:: QUOTED TEXT ::
Ministry of Information Technology and Telecommunication

Agency overview
- Jurisdiction: Government of Pakistan
- Headquarters: Islamabad
- Ministers responsible: Shaza Fatima Khawaja, Federal Minister (IT & Telecommunication); Zarrar Hasham Khan;
- Agency executive: Pakistan Secretary of Information Technology;
- Website: moitt.gov.pk

= Ministry of Information Technology and Telecommunication =

Government ministry of Pakistan

The Ministry of Information Technology and Telecommunication, abbreviated as MoITT) is a Cabinet-level ministry of the Government of Pakistan concerned with Information Technology and Telecommunications.

==Organizations==

===Pakistan Telecommunication Authority===

Pakistan Telecommunication Authority (PTA) is a telecom sector Regulator responsible for the establishment, operation and maintenance of telecommunications in Pakistan.

===National Telecommunication Corporation===

National Telecommunication Corporation (NTC) is a government-based IT and Telecom services provider corporation in Pakistan. NTC provides ICT service to Federal Government, Armed Forces, Defense Projects, Provincial Governments and to all Government Institutions.

===Pakistan Software Export Board===

Pakistan Software Export Board (PSEB) is an apex Government body mandated to promote Pakistan's IT Industry in local and international markets. PSEB facilitates the IT industry through a series of projects and programs in infrastructure development, human capital development, company capability development, international marketing, strategy and research and the promotion of innovation and technologies.

:: SUPPLIED RECORDS ::
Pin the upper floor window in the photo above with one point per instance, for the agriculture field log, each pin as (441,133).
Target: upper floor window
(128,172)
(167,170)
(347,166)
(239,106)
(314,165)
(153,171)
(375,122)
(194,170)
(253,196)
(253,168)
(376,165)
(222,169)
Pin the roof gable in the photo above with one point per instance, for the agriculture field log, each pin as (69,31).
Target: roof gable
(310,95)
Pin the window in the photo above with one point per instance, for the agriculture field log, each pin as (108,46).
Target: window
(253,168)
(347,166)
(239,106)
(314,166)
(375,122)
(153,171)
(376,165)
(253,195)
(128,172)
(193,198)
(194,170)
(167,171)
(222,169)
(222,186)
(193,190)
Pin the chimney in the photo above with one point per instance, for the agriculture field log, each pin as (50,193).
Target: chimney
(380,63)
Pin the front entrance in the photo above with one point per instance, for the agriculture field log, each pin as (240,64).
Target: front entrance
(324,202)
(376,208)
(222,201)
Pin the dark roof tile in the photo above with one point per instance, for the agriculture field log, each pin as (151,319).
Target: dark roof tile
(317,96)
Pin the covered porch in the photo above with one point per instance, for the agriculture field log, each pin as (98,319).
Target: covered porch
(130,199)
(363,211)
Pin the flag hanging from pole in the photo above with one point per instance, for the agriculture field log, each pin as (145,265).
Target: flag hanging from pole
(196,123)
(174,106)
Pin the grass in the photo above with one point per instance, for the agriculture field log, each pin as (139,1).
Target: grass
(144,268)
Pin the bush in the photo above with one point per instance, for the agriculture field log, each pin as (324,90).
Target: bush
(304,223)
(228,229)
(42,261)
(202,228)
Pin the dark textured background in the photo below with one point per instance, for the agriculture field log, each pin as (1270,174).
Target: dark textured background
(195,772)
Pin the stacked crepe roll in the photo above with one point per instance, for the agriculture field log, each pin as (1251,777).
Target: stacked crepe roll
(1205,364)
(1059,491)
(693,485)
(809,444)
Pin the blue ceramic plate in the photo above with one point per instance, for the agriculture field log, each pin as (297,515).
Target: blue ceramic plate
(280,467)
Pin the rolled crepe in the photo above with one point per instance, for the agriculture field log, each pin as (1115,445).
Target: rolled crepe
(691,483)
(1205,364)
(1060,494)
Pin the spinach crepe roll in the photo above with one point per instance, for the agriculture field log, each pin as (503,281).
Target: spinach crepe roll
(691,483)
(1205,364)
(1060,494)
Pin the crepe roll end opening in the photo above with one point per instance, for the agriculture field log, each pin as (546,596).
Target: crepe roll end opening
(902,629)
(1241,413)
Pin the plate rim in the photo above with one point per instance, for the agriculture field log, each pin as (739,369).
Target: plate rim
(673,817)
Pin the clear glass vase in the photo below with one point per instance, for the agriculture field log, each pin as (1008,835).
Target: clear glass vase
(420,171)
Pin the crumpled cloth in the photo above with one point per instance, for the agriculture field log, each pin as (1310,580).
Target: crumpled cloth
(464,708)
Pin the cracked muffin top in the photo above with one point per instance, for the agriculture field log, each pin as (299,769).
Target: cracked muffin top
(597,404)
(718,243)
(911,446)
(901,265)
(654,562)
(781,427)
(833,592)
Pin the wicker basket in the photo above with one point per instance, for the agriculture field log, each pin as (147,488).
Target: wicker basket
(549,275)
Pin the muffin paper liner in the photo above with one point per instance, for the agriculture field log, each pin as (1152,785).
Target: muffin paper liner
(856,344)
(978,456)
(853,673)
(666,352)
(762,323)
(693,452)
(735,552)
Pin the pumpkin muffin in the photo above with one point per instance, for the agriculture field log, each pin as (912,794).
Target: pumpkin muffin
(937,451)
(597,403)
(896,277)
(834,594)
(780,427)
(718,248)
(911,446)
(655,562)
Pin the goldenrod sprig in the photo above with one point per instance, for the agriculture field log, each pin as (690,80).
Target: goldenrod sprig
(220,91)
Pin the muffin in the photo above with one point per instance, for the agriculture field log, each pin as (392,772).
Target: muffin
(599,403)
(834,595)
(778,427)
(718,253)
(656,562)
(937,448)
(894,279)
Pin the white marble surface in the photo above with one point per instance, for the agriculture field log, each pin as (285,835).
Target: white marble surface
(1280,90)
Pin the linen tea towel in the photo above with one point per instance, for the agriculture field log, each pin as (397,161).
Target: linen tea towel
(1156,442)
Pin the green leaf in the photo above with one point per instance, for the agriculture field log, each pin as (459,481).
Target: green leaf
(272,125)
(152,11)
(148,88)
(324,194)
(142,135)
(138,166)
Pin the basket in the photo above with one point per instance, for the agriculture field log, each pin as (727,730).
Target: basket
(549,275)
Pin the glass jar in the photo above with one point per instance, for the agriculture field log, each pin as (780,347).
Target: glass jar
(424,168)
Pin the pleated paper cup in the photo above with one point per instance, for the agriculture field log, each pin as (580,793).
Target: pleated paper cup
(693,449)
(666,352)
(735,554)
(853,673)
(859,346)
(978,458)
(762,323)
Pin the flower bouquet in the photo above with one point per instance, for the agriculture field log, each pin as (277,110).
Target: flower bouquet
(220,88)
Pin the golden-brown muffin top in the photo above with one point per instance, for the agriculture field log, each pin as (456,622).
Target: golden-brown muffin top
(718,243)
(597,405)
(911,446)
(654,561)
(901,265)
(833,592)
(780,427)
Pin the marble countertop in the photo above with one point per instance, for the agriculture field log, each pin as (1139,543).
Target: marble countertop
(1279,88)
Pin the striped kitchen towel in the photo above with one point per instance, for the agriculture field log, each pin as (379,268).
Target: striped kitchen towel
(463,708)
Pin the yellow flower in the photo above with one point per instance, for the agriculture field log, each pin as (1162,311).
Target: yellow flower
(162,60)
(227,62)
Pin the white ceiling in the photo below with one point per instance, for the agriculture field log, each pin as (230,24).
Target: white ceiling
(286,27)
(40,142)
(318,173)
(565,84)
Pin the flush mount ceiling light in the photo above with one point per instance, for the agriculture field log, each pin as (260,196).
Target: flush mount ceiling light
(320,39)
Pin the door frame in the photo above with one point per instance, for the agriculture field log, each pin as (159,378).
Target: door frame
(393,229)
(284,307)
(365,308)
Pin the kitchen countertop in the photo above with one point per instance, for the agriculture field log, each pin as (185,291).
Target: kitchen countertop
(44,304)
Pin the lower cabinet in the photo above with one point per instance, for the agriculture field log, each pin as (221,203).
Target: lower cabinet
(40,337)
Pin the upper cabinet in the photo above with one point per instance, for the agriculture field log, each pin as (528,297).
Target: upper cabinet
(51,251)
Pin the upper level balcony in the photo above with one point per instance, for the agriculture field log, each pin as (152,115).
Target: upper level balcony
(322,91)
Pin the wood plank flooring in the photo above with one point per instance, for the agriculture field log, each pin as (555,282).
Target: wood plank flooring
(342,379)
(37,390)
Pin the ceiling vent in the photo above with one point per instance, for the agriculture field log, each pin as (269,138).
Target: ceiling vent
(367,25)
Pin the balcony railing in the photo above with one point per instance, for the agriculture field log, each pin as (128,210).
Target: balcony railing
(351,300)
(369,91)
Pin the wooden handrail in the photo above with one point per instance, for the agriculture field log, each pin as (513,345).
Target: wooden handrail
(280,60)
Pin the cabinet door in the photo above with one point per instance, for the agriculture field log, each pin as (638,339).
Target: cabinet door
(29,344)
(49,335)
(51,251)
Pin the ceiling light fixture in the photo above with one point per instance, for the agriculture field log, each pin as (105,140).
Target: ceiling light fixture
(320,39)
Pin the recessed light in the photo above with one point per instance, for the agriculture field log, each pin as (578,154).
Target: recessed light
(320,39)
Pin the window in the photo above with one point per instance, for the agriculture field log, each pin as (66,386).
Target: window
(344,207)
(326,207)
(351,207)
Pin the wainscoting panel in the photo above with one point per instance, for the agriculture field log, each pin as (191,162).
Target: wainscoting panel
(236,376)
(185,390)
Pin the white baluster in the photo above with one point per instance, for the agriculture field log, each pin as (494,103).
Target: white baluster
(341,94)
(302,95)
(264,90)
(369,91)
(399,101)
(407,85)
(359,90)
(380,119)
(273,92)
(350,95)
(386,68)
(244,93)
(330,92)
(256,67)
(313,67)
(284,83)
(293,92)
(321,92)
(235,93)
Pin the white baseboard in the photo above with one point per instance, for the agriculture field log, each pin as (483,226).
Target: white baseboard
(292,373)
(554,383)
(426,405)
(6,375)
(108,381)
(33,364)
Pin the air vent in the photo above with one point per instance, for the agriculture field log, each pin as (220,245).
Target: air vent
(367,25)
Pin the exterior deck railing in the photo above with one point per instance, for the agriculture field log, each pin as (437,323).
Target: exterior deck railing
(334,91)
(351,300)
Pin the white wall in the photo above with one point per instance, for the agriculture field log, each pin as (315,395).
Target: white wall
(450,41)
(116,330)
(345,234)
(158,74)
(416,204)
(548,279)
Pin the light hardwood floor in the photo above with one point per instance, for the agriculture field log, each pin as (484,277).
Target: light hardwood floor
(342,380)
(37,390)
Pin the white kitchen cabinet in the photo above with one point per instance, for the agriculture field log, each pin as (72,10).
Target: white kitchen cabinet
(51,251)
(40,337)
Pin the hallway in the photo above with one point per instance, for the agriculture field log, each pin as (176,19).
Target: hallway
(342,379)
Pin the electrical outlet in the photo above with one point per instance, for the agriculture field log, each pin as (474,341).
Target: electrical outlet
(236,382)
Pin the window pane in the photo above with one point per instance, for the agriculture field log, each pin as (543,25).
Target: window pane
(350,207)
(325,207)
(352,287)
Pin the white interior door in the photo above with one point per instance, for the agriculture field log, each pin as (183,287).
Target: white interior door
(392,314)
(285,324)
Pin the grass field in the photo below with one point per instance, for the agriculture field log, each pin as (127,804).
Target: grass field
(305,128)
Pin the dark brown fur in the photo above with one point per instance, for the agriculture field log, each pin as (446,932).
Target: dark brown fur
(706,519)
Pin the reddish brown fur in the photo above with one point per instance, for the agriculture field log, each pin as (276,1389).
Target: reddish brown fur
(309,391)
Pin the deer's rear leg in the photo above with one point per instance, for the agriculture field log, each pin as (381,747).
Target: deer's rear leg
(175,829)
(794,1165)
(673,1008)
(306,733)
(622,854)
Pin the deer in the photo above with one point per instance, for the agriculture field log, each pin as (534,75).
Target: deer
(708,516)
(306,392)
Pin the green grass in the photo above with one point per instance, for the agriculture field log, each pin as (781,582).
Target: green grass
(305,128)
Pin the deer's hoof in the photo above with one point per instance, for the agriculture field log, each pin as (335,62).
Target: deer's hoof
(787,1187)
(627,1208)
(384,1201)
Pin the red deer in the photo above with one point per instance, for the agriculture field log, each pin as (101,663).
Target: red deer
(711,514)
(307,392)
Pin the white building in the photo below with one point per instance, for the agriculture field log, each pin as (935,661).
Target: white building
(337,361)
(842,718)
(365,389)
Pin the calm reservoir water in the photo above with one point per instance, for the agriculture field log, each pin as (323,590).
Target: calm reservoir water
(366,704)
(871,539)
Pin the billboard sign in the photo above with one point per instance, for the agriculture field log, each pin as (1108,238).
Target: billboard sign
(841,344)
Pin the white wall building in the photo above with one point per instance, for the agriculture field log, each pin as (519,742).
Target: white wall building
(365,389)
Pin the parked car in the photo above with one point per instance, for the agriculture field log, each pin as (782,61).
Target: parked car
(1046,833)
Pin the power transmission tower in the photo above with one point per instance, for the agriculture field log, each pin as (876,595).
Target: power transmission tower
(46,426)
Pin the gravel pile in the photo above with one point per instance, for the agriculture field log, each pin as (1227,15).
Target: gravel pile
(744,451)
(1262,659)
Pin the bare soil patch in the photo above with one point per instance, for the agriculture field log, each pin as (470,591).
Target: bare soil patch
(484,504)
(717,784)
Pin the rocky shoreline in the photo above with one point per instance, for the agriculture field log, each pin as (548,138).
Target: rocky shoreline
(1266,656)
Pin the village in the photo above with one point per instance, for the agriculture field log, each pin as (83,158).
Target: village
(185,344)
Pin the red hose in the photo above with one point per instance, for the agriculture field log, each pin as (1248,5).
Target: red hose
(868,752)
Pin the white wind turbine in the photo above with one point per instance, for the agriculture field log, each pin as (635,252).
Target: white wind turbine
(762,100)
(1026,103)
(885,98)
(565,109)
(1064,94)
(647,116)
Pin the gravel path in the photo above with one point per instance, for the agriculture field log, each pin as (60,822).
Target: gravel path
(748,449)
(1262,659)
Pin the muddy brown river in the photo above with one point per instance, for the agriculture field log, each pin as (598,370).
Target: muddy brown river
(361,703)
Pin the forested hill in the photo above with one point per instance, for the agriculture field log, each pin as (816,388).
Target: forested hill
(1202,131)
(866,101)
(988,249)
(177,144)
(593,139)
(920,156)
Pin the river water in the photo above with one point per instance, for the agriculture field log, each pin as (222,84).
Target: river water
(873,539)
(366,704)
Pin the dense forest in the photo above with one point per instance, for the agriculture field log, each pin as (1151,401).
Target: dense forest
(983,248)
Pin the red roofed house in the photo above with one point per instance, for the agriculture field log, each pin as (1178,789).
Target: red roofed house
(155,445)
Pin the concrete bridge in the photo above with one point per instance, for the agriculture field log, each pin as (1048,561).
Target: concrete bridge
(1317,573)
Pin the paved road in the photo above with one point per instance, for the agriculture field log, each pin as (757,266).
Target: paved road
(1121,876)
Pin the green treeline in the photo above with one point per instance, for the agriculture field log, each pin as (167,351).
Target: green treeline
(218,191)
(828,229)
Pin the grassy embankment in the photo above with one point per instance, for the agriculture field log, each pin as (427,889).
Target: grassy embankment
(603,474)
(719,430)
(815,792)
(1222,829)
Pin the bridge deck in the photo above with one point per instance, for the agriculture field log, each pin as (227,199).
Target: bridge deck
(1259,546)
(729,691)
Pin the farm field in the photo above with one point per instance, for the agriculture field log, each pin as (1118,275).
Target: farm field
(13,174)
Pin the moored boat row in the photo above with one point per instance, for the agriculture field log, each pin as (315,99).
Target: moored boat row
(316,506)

:: WHAT YOU SHOULD DO ::
In the text about Pakistan's IT ministry above, rewrite the paragraph that begins "Pakistan Software Export Board (PSEB) is an apex" as a short bulleted list that keeps its main facts.

:: TASK RESULT ::
- Pakistan Software Export Board (PSEB): apex Government body
- Mandate: promote Pakistan's IT industry in local and international markets
- Supports the IT industry through projects and programs in:
  - infrastructure development
  - human capital development
  - company capability development
  - international marketing
  - strategy and research
  - promotion of innovation and technologies